++++ PROVIDED RECORDS

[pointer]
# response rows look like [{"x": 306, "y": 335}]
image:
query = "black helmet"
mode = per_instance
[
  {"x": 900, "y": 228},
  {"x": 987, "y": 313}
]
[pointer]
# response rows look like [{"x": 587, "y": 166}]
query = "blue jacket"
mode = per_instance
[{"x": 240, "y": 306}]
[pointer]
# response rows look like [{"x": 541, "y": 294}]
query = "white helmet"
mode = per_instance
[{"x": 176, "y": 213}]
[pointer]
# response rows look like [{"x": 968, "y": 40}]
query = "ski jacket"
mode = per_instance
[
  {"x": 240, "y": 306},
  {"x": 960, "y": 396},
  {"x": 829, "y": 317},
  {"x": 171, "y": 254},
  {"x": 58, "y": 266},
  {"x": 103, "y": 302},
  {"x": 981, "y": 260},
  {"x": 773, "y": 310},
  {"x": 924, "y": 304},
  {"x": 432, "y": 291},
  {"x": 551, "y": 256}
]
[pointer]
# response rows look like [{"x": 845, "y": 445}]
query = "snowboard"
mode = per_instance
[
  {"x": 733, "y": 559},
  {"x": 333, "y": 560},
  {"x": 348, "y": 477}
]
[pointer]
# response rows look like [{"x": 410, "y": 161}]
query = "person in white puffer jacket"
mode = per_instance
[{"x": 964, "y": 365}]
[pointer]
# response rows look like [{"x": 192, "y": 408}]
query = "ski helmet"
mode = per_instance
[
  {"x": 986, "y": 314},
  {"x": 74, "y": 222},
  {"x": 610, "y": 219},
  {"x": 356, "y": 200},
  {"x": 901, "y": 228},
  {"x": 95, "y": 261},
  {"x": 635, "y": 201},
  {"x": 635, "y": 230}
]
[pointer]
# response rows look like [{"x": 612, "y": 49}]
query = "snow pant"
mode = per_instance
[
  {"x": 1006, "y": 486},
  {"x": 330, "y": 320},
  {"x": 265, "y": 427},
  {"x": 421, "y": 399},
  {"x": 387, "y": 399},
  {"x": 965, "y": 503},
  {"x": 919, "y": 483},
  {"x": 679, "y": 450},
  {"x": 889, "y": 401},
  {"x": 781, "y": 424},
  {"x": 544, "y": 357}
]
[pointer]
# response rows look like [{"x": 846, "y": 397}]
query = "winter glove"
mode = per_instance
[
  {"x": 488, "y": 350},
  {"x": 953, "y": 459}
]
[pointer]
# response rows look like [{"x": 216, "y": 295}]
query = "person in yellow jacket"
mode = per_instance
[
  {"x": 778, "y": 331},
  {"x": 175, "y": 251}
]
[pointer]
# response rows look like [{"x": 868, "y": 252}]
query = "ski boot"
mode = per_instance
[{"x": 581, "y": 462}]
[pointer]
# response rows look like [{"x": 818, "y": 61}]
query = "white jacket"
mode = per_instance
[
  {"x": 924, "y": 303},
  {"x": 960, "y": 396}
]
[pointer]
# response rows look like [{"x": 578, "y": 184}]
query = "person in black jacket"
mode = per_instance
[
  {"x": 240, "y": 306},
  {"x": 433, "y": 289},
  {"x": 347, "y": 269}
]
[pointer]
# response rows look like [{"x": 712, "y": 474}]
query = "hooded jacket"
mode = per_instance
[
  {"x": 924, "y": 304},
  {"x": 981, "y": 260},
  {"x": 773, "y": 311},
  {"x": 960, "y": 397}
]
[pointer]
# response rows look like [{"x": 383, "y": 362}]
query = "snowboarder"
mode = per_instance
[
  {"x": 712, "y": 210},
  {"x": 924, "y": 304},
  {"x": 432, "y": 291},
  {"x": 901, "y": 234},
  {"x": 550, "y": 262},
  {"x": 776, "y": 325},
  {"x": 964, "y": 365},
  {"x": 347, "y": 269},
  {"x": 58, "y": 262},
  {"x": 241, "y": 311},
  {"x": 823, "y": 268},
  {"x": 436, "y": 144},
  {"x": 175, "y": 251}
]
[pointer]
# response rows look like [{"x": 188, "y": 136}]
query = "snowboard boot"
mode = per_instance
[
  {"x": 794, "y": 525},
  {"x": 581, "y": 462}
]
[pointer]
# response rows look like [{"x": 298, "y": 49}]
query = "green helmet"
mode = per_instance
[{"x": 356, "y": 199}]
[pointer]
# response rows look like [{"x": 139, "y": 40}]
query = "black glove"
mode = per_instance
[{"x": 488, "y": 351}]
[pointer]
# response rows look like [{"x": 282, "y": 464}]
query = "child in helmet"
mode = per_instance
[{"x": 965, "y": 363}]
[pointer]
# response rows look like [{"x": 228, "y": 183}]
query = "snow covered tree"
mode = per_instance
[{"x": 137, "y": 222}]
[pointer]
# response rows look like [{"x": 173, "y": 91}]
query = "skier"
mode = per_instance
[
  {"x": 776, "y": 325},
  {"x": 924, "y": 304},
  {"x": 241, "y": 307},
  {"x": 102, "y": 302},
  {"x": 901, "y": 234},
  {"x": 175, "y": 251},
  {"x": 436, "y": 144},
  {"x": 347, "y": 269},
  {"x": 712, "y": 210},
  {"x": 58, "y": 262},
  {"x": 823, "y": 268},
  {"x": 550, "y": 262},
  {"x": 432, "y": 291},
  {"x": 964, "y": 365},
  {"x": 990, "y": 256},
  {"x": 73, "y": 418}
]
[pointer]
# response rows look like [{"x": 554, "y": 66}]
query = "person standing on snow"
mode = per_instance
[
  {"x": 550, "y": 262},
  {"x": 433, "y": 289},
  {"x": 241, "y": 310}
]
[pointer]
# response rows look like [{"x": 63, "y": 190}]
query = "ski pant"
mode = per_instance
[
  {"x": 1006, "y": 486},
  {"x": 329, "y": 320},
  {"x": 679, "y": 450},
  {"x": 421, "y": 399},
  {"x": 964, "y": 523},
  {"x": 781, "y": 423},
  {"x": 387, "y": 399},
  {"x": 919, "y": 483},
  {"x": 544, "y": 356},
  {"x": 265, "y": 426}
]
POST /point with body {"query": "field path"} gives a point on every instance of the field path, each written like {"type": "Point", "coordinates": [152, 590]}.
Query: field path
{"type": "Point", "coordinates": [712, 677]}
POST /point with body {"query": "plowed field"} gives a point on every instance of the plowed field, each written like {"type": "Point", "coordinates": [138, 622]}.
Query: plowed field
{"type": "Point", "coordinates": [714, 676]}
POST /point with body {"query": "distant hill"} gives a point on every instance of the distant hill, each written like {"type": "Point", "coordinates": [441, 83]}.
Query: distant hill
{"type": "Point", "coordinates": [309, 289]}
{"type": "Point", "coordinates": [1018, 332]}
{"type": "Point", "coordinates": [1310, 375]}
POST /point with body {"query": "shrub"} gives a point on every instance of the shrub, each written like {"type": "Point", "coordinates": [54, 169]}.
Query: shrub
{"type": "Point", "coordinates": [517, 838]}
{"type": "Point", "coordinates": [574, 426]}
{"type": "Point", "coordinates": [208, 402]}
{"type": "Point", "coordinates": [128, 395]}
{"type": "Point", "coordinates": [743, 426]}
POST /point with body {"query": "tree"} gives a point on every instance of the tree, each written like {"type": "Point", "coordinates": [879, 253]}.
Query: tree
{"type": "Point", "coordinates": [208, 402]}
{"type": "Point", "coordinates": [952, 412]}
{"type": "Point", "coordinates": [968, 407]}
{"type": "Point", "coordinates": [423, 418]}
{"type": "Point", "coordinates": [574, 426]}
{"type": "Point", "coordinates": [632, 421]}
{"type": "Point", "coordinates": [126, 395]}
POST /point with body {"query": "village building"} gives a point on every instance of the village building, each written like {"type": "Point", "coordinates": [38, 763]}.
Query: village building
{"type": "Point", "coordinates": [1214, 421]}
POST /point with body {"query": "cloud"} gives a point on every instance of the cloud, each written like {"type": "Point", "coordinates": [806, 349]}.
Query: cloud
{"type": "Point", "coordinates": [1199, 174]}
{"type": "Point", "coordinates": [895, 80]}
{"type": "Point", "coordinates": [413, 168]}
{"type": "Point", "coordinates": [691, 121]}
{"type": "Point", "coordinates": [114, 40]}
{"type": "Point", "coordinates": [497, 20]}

++++++++

## [REQUIREMENTS]
Only the lines from the one that contains "of the distant" to the end of the entries above should be given again, exactly and in full.

## [ANSWER TO THE PROBLEM]
POST /point with body {"query": "distant hill"} gives a point on every instance of the distant hill, each written like {"type": "Point", "coordinates": [441, 83]}.
Query: distant hill
{"type": "Point", "coordinates": [309, 289]}
{"type": "Point", "coordinates": [1018, 332]}
{"type": "Point", "coordinates": [1310, 375]}
POST /point with body {"query": "shrub"} gives a point on every instance of the shrub, each written like {"type": "Point", "coordinates": [54, 169]}.
Query: shrub
{"type": "Point", "coordinates": [517, 838]}
{"type": "Point", "coordinates": [574, 426]}
{"type": "Point", "coordinates": [208, 402]}
{"type": "Point", "coordinates": [128, 395]}
{"type": "Point", "coordinates": [743, 426]}
POST /point with body {"query": "tree"} gives a point on every instance of the tree, each written like {"type": "Point", "coordinates": [879, 253]}.
Query: tree
{"type": "Point", "coordinates": [208, 402]}
{"type": "Point", "coordinates": [952, 412]}
{"type": "Point", "coordinates": [968, 407]}
{"type": "Point", "coordinates": [423, 418]}
{"type": "Point", "coordinates": [574, 426]}
{"type": "Point", "coordinates": [632, 421]}
{"type": "Point", "coordinates": [126, 395]}
POST /point with body {"query": "village building"} gives a point on every instance of the village building, each written like {"type": "Point", "coordinates": [38, 763]}.
Query: village building
{"type": "Point", "coordinates": [1214, 421]}
POST /point with body {"query": "cloud"} gives a point on every instance of the cloud, each written like {"type": "Point", "coordinates": [806, 349]}.
Query: cloud
{"type": "Point", "coordinates": [1199, 174]}
{"type": "Point", "coordinates": [895, 80]}
{"type": "Point", "coordinates": [413, 168]}
{"type": "Point", "coordinates": [691, 121]}
{"type": "Point", "coordinates": [114, 40]}
{"type": "Point", "coordinates": [497, 20]}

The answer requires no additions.